» What is needed
Every entry is to be returned unchanged, and no picture is to be included.

» Saved entries
________

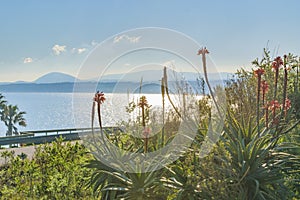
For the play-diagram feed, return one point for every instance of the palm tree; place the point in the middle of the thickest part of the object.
(11, 116)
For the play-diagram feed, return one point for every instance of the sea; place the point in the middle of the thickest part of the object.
(47, 111)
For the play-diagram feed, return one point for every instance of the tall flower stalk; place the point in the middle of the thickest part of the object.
(163, 111)
(258, 73)
(98, 100)
(143, 104)
(203, 53)
(277, 63)
(285, 79)
(165, 78)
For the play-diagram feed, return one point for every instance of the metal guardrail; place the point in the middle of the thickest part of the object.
(46, 136)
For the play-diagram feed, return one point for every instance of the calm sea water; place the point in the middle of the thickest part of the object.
(65, 110)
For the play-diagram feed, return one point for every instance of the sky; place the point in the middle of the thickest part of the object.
(38, 37)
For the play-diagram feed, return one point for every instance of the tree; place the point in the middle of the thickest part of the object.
(11, 116)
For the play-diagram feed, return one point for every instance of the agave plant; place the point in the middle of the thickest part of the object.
(113, 184)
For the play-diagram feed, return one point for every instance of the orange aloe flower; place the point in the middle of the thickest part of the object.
(99, 97)
(258, 72)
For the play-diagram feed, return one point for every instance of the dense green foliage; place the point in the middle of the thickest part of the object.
(55, 172)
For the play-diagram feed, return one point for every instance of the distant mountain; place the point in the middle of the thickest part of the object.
(155, 75)
(56, 77)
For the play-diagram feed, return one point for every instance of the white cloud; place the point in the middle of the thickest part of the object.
(57, 49)
(133, 39)
(28, 60)
(169, 63)
(94, 43)
(81, 50)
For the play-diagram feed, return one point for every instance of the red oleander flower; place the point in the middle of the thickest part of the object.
(203, 51)
(147, 132)
(99, 97)
(143, 102)
(258, 72)
(264, 86)
(273, 105)
(288, 104)
(277, 63)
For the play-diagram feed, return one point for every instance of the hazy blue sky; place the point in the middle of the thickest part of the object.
(37, 37)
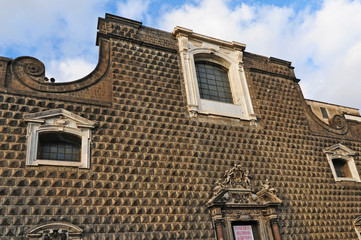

________

» The answer
For the play-diagram feed, return one point for every instance of the palm tree; place the point in the middle of the thickest part of the object.
(11, 116)
For the play-diagram feed, return one point for every instance of the sea; place the point in the middle of the thickest part of the object.
(47, 111)
For the play-diagram feed, return one point for every instance of the tall flower stalk; place the point in the middle of the thickest part of the object.
(163, 111)
(258, 73)
(98, 100)
(143, 104)
(203, 53)
(277, 63)
(285, 79)
(165, 78)
For the play-diagram feed, return one point for every instance of the metal guardrail; place the point in the middle of the thickest part of the object.
(46, 136)
For the play-diagram feed, return one point for every instance of the calm sea water; place the point in the middle of the thickest part of the object.
(65, 110)
For the play-diagram feed, return one point for every instance of the sky; place the point in the middle of the thickest part of the object.
(38, 37)
For the play-diagram feed, return one point for every instance of the tree; place the point in the middle of the thickest part of the object.
(11, 116)
For the play-diagram feed, return one point for every instance of the agave plant; place the point in the middle of the thickest part of the object.
(113, 184)
For the play-diagram feed, return one point for every instance of the orange aloe flower; place the point in the middle of the thickest part of the object.
(99, 97)
(258, 72)
For the play-diagram feed, return one point for every instance of the dense green foliage; place the point in the middle of the thickest part of the object.
(55, 172)
For the play-diagram feed, return one point for every instance of the distant mountain; place the point in the middle of the thickest part of the object.
(155, 75)
(56, 77)
For the play-diagram feed, return one point for every instance of the white cloud; place the point in the middle of the thickest part of the object.
(57, 49)
(133, 39)
(28, 60)
(169, 63)
(94, 43)
(81, 50)
For the play-diagram feed, return one point for every instance of the red oleander flower; place the point in the middle of the thickest part of the object.
(203, 51)
(147, 132)
(99, 97)
(143, 102)
(258, 72)
(264, 86)
(273, 105)
(288, 104)
(277, 63)
For the play-diagram feed, return one point for every instance of the hazy blue sky; place the point in the middle of the thickest part of the object.
(37, 37)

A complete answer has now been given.